» **Input data**
..........

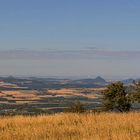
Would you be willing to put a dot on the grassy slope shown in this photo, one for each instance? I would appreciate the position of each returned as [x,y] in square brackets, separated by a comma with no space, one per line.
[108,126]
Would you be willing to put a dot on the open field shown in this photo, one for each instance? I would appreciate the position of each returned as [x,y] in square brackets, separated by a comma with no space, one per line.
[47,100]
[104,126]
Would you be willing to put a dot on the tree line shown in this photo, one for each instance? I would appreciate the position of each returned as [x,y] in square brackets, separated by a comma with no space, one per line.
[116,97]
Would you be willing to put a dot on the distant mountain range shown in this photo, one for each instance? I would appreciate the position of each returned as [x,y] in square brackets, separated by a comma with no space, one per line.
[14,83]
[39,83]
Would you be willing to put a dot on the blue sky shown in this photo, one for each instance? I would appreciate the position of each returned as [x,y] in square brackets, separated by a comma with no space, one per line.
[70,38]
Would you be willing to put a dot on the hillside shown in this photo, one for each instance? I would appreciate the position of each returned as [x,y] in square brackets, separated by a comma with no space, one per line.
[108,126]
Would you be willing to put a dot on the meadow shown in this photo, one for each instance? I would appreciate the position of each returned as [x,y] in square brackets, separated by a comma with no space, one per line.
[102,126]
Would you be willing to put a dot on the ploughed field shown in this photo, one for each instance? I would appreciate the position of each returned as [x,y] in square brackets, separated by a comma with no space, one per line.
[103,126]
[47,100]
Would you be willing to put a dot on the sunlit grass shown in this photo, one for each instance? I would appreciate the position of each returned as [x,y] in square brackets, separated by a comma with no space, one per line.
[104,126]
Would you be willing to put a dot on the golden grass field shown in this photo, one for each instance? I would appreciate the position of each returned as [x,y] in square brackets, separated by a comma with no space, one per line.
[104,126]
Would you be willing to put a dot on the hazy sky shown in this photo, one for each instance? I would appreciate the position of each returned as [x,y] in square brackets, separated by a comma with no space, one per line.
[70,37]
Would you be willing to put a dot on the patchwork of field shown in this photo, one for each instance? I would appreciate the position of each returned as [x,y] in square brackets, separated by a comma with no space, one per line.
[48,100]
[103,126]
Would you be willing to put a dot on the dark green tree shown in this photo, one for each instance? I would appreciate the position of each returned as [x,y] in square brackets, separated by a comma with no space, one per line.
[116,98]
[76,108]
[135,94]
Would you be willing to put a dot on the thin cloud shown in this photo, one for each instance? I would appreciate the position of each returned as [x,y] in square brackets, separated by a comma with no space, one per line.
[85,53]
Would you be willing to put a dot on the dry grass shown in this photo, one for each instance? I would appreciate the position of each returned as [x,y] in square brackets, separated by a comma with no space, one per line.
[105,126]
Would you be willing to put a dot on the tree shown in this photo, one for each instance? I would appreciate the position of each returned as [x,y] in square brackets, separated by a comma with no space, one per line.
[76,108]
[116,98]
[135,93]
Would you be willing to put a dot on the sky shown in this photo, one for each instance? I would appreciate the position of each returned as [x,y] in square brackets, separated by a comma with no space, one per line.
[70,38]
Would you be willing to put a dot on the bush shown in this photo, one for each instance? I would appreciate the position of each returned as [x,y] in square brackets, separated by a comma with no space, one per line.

..........

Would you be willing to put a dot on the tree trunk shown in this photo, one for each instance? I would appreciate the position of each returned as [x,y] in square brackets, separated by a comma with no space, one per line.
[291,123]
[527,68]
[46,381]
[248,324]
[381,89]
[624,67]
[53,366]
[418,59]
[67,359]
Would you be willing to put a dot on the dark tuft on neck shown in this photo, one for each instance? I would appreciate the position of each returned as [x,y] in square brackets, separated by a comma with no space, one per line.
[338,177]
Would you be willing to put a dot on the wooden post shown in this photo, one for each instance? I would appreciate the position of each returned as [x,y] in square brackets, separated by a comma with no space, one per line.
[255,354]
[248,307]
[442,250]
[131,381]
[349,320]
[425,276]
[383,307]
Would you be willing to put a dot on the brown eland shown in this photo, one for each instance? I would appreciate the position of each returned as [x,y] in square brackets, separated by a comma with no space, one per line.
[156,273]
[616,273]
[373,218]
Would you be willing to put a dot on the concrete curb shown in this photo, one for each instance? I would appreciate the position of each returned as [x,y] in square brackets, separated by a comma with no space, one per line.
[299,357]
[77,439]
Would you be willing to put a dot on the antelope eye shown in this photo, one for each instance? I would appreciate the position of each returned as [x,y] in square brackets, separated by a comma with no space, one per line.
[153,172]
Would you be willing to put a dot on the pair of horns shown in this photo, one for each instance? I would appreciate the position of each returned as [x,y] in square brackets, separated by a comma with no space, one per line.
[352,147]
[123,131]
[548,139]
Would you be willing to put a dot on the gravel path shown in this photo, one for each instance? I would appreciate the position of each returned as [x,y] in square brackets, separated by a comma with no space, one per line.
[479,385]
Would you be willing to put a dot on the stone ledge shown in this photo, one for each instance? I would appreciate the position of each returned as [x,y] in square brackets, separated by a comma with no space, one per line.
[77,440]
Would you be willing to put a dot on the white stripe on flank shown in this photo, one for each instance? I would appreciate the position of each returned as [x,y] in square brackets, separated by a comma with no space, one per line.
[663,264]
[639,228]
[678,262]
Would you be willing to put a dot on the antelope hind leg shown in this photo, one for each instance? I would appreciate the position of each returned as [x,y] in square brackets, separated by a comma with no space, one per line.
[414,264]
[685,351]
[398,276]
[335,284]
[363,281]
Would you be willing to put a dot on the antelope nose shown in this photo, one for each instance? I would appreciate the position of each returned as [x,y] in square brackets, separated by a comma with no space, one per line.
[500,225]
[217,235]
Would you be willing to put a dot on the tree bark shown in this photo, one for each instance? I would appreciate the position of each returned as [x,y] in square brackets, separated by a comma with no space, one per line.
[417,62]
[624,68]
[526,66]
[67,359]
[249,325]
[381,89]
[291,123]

..........

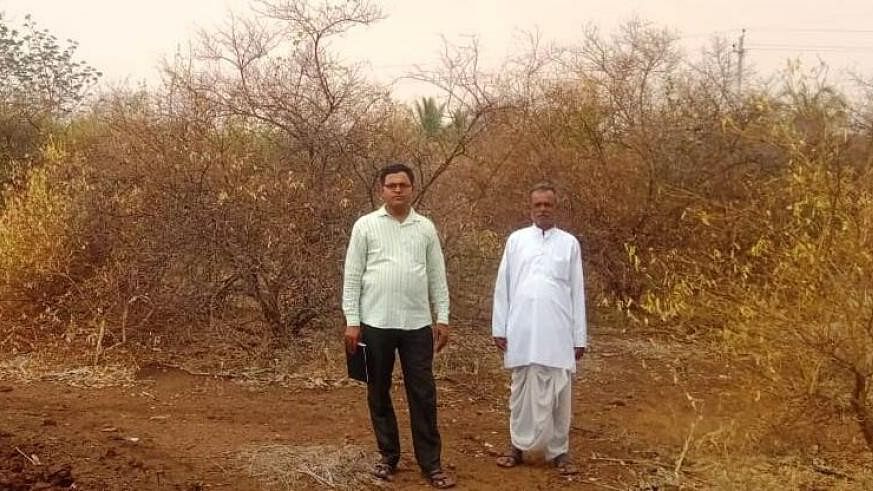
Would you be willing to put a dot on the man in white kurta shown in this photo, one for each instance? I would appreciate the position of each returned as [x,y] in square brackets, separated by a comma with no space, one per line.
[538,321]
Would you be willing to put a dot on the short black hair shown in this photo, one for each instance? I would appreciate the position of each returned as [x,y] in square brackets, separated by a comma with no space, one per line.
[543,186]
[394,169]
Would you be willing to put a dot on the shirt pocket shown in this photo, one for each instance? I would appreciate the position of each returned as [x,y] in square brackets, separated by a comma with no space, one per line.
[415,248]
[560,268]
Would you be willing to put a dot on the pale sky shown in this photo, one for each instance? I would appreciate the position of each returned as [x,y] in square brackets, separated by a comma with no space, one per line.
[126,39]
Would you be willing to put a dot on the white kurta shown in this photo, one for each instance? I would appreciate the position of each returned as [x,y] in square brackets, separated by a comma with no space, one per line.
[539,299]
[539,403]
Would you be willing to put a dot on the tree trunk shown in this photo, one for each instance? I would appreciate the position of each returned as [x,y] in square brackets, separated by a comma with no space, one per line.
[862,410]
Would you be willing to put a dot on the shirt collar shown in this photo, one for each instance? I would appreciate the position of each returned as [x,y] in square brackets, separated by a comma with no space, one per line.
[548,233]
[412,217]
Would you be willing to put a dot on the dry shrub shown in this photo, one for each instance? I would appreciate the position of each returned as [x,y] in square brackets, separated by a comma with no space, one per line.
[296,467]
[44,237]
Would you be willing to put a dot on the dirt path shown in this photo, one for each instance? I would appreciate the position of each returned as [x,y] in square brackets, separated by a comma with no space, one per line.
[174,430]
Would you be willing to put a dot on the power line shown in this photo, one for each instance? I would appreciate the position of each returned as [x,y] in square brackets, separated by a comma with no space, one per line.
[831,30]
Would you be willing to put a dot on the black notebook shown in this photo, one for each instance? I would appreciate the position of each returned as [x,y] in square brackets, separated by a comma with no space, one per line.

..........

» **Exercise details**
Restate word for word the entries above from the line with "Would you be willing to put a dot on the thin" through the line with "Would you be willing to put a dot on the bush", inclusive, leaving out everything else.

» **Result**
Would you be willing to put a dot on the thin cloud shown in this photo, one for each instance? I would appreciate the position of each returned as [x,y] in square brackets, separated by a comma with no space, one per line.
[85,53]
Would you be willing to put a dot on the dry grass shown in this photo, one for each instance? I would appreciate the position of each returned as [x,y] in square brackets, separated by a comma with no space, one per line.
[105,126]
Would you be willing to put a dot on the tree shown in this photo, one for each instance? I would appreciate the position of each returned as [x,y] in square brackets, separated by a comma with no space, one per line.
[76,108]
[116,98]
[135,93]
Would you be willing to put a dot on the sky shown in this photo, one for each instance? I would appreciate the position of each returned as [x,y] in square brackets, separated by a comma with no space, one per line.
[70,38]
Would you be willing to put a dot on the bush shown in this photo, one for each instance? I would appreciate the position of each returned as [x,y] in square brackets, separated by a comma with no space, one per line.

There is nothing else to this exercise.